Coordinate annotation records:
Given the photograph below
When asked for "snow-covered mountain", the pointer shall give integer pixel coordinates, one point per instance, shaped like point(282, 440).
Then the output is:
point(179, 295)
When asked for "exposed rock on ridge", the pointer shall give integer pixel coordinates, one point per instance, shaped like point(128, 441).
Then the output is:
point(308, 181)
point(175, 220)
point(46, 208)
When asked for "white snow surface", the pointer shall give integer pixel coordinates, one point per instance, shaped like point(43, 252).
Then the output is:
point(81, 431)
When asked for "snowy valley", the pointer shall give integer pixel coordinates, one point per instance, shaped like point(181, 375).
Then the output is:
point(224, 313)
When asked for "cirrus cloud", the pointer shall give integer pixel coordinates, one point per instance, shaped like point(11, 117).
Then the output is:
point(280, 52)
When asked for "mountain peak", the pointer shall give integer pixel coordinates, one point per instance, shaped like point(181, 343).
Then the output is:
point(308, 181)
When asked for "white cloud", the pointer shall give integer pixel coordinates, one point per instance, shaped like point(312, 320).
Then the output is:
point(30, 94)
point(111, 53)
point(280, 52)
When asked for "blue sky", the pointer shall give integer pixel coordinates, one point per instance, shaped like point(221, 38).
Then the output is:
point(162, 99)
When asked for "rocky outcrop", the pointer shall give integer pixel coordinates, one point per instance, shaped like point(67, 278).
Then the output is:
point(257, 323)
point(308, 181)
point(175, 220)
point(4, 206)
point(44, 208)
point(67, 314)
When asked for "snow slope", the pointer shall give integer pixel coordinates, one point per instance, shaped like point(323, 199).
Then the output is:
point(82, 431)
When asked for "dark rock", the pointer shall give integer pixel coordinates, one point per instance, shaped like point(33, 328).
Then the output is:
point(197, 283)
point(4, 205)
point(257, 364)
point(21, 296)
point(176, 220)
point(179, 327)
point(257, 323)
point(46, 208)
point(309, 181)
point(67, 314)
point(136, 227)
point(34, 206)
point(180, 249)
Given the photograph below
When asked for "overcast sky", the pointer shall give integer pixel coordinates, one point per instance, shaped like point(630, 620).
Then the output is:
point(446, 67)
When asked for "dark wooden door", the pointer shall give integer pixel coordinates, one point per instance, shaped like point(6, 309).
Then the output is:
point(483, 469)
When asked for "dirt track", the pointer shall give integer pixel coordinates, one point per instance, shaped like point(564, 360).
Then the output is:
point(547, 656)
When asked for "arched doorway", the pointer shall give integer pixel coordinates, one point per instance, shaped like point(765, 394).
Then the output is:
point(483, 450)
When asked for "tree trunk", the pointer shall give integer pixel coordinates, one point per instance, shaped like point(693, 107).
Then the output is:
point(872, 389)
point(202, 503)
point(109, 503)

Exercise prompt ::
The entries above must be returned in full, exactly as shown.

Response to this exercise ::
Given the photograph below
When asked for "snow-covered mountain", the pointer shall give integer pixel coordinates, one point per instance, shaped like point(282, 440).
Then the output is:
point(179, 295)
When asked for "exposed rock on ridge", the pointer shall give integer pixel coordinates, one point per instance, shaped like point(128, 441).
Then the output is:
point(308, 181)
point(175, 220)
point(46, 208)
When asked for "white snow surface", the pointer shall give integer pixel coordinates, one point per instance, shaped like point(43, 252).
Then the output is:
point(81, 431)
When asked for "snowy valley", the pointer shall give integer pixel coordinates, one point per instance, shaped like point(181, 375).
Then the output is:
point(224, 313)
When asked for "cirrus cloud", the pointer shall give integer pixel coordinates, one point per instance, shaped like point(11, 117).
Then the output is:
point(280, 52)
When asked for "mountain peak", the pointer shall give integer pixel coordinates, one point per instance, shaped like point(181, 343).
Then the output is:
point(308, 181)
When asked for "white cloud", the pointer shall give integer pixel coordinates, one point per instance, shaped like point(312, 320).
Then the output is:
point(30, 94)
point(111, 53)
point(280, 52)
When asked for "blue sky", the pointer shall give integer pixel coordinates, one point per instance, shaped like point(221, 38).
Then the output is:
point(162, 99)
When asked for "rocky outcrop", the pointer shall give integer pixel coordinates, one point per instance, shaped like point(67, 278).
Then the output is:
point(257, 323)
point(308, 181)
point(175, 220)
point(4, 206)
point(44, 208)
point(67, 314)
When asked for "snow slope", the pointer shall give integer pixel coordinates, one point per instance, shaped like point(323, 199).
Then the output is:
point(82, 431)
When asked for "dark rock", the pointer shall give integer pixel coordinates, one point per instance, shaped like point(33, 328).
Then the output is:
point(197, 283)
point(4, 205)
point(257, 364)
point(21, 296)
point(176, 220)
point(179, 327)
point(257, 323)
point(46, 208)
point(309, 181)
point(67, 314)
point(136, 227)
point(34, 206)
point(180, 249)
Given the photograph below
When asked for "overcast sky", the pointer shall give integer pixel coordinates, one point per instance, shaped like point(630, 620).
Then the output is:
point(446, 67)
When asked for "dark wooden door", the pointer shall give integer pixel coordinates, one point per instance, shaped like point(6, 309).
Then the output is:
point(483, 469)
When asked for "dirt track", the pointer shall give integer pixel coordinates, one point per instance, shaped like point(564, 360).
Then the output is:
point(547, 656)
When asked for "arched doorway", the pointer shall give integer pixel coordinates, one point per instance, shaped like point(765, 394).
Then the output is:
point(483, 450)
When asked for "tree trunk", the pointer shall give integer pixel coordinates, one point per instance, shaped like point(693, 107).
Then the output is:
point(872, 389)
point(202, 503)
point(109, 503)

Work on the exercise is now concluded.